= Given instruction =
Reproduce the rows below without any change, from the start of the rows up to and including the line that contains "POLYGON ((87 74, 76".

§ §

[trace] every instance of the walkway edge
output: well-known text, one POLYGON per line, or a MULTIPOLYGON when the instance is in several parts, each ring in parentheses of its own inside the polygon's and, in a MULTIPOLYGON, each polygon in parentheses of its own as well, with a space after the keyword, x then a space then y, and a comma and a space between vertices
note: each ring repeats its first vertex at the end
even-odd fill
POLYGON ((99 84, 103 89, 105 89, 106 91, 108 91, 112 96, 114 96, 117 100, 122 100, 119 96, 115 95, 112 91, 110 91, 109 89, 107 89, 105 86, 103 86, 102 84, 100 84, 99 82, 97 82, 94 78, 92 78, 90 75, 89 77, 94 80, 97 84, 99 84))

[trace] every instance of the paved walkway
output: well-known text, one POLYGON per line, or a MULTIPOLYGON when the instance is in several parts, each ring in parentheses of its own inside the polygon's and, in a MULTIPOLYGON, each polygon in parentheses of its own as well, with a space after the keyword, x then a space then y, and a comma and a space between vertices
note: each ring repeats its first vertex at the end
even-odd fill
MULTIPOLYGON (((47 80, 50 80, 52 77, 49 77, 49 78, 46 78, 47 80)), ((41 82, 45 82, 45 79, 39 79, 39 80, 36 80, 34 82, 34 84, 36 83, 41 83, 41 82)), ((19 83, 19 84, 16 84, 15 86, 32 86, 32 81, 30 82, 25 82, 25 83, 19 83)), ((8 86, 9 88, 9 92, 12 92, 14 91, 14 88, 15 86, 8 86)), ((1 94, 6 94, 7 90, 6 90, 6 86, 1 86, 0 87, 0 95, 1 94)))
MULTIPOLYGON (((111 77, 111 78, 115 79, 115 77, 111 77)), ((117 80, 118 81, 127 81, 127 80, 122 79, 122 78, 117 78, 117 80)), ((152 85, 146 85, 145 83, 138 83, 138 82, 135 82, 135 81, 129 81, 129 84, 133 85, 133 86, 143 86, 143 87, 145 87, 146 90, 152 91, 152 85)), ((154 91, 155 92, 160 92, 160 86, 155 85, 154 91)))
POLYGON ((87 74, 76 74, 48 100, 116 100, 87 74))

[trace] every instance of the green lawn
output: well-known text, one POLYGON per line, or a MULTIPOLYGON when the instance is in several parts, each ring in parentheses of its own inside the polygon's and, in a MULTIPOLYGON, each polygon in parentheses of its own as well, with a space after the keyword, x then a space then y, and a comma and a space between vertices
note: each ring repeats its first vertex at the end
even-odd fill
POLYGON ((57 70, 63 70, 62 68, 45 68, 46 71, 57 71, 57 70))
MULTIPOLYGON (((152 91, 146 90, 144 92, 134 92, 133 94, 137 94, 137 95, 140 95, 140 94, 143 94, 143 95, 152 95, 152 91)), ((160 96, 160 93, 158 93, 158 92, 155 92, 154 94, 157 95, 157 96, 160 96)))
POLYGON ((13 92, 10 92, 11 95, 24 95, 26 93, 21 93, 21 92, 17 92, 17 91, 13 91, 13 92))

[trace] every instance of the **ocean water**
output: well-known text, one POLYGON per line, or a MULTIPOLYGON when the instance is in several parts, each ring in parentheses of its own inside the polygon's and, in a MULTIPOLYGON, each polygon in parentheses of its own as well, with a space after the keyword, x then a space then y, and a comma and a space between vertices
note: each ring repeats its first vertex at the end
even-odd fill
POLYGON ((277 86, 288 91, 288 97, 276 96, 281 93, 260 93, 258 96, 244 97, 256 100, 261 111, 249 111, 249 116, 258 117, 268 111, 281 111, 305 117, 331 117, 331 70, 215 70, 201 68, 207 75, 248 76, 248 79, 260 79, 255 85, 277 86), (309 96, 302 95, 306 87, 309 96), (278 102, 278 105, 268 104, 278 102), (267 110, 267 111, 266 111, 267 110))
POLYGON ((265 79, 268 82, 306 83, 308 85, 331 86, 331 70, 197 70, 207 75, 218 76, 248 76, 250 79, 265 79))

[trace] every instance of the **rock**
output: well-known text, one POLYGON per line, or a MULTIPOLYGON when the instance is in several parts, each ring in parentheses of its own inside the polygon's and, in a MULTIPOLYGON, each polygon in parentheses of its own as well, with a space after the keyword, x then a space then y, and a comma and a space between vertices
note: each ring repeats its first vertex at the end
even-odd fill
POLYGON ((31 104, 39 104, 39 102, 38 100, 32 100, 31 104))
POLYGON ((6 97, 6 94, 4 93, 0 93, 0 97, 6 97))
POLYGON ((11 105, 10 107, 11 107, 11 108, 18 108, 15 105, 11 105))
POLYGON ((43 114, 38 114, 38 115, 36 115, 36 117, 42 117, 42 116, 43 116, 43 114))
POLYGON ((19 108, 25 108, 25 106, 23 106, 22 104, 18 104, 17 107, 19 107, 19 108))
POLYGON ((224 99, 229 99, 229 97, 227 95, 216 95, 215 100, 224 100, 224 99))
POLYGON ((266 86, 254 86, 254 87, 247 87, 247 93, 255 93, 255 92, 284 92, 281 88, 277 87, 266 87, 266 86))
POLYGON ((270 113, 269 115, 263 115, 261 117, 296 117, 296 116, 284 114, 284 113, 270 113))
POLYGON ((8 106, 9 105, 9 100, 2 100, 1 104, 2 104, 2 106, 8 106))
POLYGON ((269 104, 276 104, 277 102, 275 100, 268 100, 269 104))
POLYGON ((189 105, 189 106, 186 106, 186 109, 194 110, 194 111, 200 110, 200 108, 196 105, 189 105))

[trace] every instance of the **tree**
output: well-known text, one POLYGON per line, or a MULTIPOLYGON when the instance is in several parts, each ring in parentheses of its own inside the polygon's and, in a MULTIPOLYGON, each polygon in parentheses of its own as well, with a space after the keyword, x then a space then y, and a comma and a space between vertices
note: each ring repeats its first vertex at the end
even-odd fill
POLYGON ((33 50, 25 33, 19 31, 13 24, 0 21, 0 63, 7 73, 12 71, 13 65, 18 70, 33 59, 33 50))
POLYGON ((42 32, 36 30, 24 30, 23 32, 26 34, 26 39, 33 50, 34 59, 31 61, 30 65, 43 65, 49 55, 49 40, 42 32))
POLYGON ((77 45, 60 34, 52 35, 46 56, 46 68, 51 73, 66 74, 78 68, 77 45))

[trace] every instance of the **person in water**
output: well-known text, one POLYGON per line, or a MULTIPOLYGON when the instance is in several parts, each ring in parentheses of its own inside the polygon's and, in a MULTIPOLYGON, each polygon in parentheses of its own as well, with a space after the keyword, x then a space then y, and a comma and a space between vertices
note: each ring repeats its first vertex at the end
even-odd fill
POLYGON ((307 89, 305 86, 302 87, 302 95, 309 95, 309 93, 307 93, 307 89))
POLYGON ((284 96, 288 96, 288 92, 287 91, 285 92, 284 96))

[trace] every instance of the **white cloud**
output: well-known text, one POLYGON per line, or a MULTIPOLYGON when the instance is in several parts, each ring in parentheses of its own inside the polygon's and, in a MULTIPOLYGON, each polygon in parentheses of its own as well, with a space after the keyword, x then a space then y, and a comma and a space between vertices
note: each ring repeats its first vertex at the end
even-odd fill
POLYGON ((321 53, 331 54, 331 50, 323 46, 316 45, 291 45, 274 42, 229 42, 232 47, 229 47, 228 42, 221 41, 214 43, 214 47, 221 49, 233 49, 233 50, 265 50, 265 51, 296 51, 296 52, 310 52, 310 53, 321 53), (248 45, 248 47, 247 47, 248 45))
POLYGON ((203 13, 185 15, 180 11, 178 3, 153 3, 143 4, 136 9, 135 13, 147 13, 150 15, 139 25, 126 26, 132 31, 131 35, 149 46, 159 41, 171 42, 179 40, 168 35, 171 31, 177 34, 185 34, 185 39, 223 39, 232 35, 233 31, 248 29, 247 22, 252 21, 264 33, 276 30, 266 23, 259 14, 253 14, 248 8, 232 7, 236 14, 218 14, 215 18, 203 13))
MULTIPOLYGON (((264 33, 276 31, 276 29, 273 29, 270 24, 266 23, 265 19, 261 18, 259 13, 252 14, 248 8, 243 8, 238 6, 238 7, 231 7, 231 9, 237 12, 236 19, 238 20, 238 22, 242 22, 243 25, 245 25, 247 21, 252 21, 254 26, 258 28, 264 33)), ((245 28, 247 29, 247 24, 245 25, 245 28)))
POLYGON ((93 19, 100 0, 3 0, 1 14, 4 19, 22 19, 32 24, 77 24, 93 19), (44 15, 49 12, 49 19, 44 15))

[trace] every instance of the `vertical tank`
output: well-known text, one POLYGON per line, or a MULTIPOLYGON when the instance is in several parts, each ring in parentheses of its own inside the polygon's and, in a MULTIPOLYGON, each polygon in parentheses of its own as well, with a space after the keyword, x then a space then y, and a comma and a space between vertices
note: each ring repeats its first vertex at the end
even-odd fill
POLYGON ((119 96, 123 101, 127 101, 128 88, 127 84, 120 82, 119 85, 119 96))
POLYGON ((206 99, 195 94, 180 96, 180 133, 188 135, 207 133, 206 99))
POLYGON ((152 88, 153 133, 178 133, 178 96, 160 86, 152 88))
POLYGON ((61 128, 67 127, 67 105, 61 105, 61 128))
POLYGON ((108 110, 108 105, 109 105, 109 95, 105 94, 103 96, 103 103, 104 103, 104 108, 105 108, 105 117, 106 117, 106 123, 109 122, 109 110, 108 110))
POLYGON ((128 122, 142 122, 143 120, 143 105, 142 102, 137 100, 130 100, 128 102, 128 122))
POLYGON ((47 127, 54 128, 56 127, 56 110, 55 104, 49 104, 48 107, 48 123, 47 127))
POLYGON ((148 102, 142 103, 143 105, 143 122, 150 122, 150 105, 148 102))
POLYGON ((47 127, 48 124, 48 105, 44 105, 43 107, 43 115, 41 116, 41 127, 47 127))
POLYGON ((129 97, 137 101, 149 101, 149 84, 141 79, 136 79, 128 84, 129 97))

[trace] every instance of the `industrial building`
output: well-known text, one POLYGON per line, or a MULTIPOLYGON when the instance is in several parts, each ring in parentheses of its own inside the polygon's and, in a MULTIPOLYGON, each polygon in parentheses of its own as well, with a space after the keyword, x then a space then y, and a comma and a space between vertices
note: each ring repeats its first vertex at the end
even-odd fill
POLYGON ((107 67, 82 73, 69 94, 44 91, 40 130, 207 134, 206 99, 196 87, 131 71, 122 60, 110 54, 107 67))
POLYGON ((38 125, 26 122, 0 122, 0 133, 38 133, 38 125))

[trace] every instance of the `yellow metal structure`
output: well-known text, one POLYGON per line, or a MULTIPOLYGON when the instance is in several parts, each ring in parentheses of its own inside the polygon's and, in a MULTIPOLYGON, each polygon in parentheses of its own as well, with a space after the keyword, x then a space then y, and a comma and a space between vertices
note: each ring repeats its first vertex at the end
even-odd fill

§ §

= Complete output =
[trace] every instance of the walkway edge
output: well-known text, one POLYGON per line, or a MULTIPOLYGON when the instance is in several parts, each ring in parentheses of its own inside the polygon's and, in a MULTIPOLYGON, each polygon in parentheses of its own as well, with a space after the keyword, x then a space then y, and a comma and a space between vertices
note: each ring repeats its first vertex at the end
even-odd fill
POLYGON ((99 84, 103 89, 105 89, 106 91, 108 91, 112 96, 114 96, 117 100, 122 100, 119 96, 115 95, 112 91, 110 91, 109 89, 107 89, 105 86, 103 86, 102 84, 100 84, 99 82, 97 82, 94 78, 92 78, 90 75, 89 77, 94 80, 97 84, 99 84))

[trace] every instance of the paved walkway
output: well-known text, one POLYGON per line, or a MULTIPOLYGON when the instance is in several parts, each ring in parentheses of its own inside the polygon's and, in a MULTIPOLYGON, each polygon in parentheses of its own as well, with a space after the keyword, x then a space then y, and a comma and a space between vertices
note: each ring repeats its first vertex at the end
even-odd fill
MULTIPOLYGON (((47 80, 50 80, 52 77, 49 77, 49 78, 46 78, 47 80)), ((41 82, 45 82, 45 79, 39 79, 39 80, 36 80, 34 82, 34 84, 36 83, 41 83, 41 82)), ((19 83, 19 84, 16 84, 15 86, 32 86, 32 81, 30 82, 25 82, 25 83, 19 83)), ((8 86, 9 88, 9 92, 12 92, 14 91, 14 88, 15 86, 8 86)), ((1 94, 6 94, 7 90, 6 90, 6 86, 1 86, 0 87, 0 95, 1 94)))
MULTIPOLYGON (((111 77, 111 78, 115 79, 115 77, 111 77)), ((117 80, 118 81, 127 81, 127 80, 122 79, 122 78, 117 78, 117 80)), ((152 85, 146 85, 145 83, 138 83, 138 82, 135 82, 135 81, 129 81, 129 84, 133 85, 133 86, 143 86, 143 87, 145 87, 146 90, 152 91, 152 85)), ((154 91, 155 92, 160 92, 160 86, 155 85, 154 91)))
POLYGON ((87 74, 76 74, 48 100, 116 100, 87 74))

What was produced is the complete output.